**TASKS TO CARRY OUT**
1 - According to the passage on Australian Army warrant officer appointments, what rank does the Regimental Sergeant Major of the Army hold?
2 - Please extend the passage on Australian Army warrant officer appointments past its final line.

**READING TEXT**

+++

Private (and equivalent) soldiers in the Australian Army are still commonly referred to as 'diggers'.

Warrant officer appointments and special insignia
There are a number of appointments held by the senior warrant officers in the Australian Army. These are appointments, not ranks. In general, the rank of the incumbents of these positions is WO1, and they wear the WO1 rank insignia. Due to it having its own special insignia which is worn instead of the WO1 rank insignia, the Regimental Sergeant Major of the Army (RSM-A) is unusual. (The RSM-A holds the unique rank of warrant officer (WO), which is senior to WO1).

Other appointments include:
 Academy sergeant major (ASM): "One WO1 is appointed every 3 to 4 years to serve at the Australian Defence Force Academy as the ASM, the position is rotational with the Royal Australian Navy and the Royal Australian Air Force."

Unit level appointments:
 Regimental sergeant major (RSM): The senior soldier in a regiment/battalion sized unit. Known as the RSM, even in units designated as battalions. RSMs hold the rank of WO1.
 Company/squadron/battery sergeant major (CSM/SSM/BSM): The senior soldier in a company/squadron/battery sized sub-unit. Holds the rank WO2.
 Artificer sergeant major (ASM): The senior soldier in a RAEME unit. Can be a WO1 or WO2.

See also
 Australian Army officer rank insignia
 Australian Defence Force ranks
 Royal Australian Air Force (RAAF) rank insignia
 Uniforms of the Australian Army

Notes
Footnotes

  The senior warrant officer in the Australian Army holds the rank of warrant officer (WO) and the appointment of Regimental Sergeant Major of the Army (RSM-A)
  The rank of staff sergeant is being phased out of the Australian Army.

+++

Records
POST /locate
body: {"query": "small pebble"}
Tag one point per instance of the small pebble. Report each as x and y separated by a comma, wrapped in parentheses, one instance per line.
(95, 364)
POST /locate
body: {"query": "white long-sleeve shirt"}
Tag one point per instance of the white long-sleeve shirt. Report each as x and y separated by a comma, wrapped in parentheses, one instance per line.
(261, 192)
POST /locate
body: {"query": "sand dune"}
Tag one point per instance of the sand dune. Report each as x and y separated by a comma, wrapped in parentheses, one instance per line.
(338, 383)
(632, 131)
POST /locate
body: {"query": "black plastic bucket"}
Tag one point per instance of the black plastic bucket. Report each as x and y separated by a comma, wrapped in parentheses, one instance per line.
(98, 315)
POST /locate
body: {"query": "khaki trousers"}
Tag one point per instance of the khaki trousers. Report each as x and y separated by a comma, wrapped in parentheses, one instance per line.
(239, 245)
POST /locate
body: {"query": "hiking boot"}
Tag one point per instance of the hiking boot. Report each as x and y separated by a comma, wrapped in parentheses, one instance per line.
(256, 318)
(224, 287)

+++

**OUTPUTS**
1 - The unique rank of warrant officer (WO), which is senior to WO1.

2 -
  Private proficient is a 'certification' rather than a rank. Private proficient simply means a private who has completed basic training, initial employment training and is proficient in his/her trade – generally spending twelve months "on the job" first. A PTE(P) soldier does not 'outrank' a PTE soldier for discipline purposes. However, a PTE(P) soldier (also known as a senior soldier/senior digger) may be in charge of tasking and training a junior soldier(s) within their section. A PTE(P) soldier is equivalent to an able seaman in the Royal Australian Navy and a leading aircraftsman/leading aircraftswoman in the Royal Australian Air Force.
  A female soldier's title is signalman/craftsman, not signalwoman/craftswoman.
  Referred to as a "Sig", e.g.: "Sig Smith"
  A private prior to completion of initial employment training (IET) (but post-recruit training) is no different in rank to a private post-IET, however they are on a lower pay grade and are deemed to be an E1 rather than an E2 when equating rank with other nations' armed forces.

Citations

References

External links
 ADF badges of rank (copyright)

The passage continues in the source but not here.